Segmentation dataset excerpts:

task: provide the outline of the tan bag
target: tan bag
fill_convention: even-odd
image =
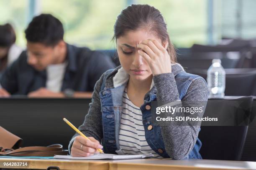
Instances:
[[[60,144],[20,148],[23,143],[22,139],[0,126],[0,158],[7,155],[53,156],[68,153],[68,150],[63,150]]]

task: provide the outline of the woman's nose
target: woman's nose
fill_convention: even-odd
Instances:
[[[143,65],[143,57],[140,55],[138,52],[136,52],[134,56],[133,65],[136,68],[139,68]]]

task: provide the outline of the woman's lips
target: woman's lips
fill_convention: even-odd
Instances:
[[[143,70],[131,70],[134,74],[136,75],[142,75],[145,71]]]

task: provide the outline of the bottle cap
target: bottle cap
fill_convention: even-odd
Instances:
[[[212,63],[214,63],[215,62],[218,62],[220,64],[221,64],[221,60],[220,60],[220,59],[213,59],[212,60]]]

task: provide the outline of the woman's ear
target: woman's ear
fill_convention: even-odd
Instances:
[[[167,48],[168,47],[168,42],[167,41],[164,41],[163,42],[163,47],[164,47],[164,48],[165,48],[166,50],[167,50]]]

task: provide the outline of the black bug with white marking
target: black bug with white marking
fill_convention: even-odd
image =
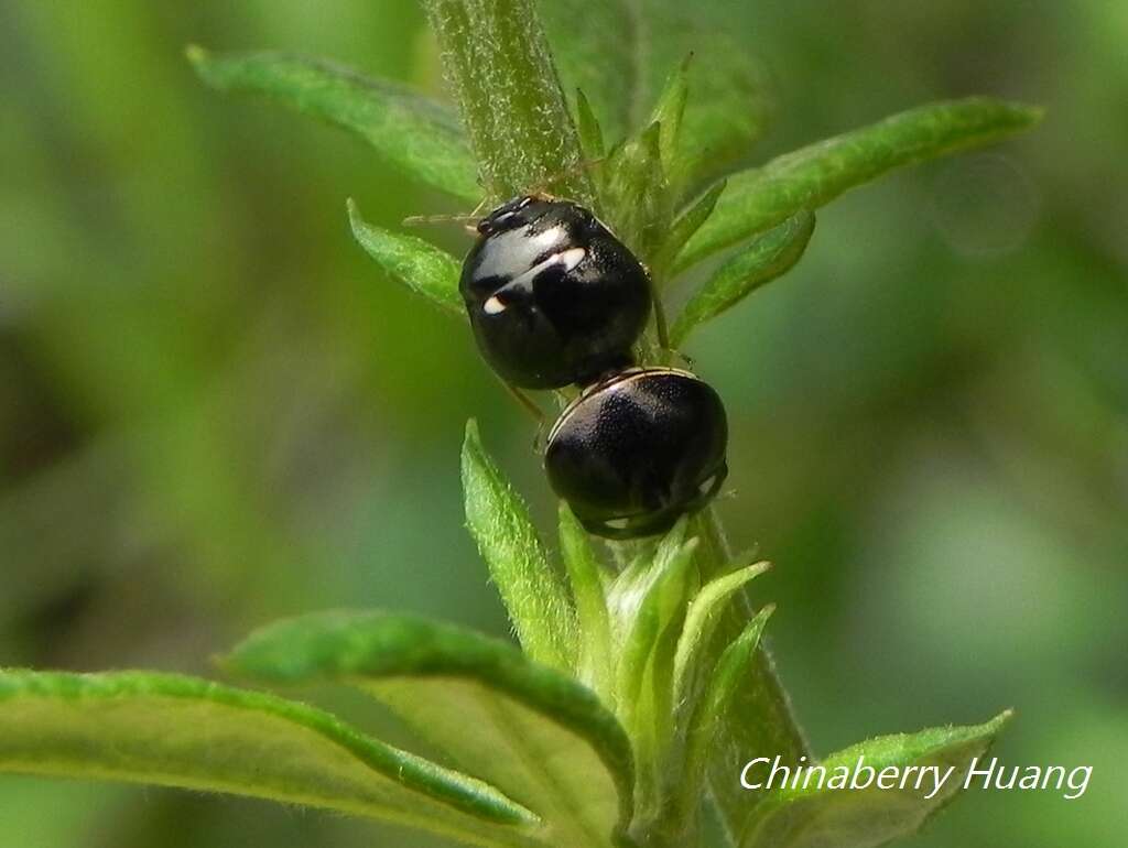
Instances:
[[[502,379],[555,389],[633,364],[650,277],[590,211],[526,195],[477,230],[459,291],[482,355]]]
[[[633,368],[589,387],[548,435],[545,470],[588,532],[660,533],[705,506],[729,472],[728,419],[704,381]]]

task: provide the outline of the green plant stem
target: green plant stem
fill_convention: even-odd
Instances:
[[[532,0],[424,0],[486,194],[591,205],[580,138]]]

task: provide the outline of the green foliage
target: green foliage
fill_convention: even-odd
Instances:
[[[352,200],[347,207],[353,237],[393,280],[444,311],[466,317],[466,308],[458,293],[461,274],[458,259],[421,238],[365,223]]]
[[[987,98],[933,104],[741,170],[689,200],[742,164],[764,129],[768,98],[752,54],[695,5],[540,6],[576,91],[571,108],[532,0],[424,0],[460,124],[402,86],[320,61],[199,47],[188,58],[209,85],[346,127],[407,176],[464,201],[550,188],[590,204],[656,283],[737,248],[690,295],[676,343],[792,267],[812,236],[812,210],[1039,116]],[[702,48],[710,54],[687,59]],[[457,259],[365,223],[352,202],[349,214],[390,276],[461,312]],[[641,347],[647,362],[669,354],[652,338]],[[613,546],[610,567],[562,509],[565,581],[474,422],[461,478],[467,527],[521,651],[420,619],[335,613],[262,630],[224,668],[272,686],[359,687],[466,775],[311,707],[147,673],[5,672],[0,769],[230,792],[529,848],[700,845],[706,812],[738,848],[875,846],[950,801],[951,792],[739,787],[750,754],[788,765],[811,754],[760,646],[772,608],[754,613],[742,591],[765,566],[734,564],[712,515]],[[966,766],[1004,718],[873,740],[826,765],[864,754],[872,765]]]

WHAT TO WORK ON: List each line of the material above that contains the word "stem", copying those lines in full.

OUTPUT OF THE EXERCISE:
task: provide the outline of the green plant stem
target: green plant stem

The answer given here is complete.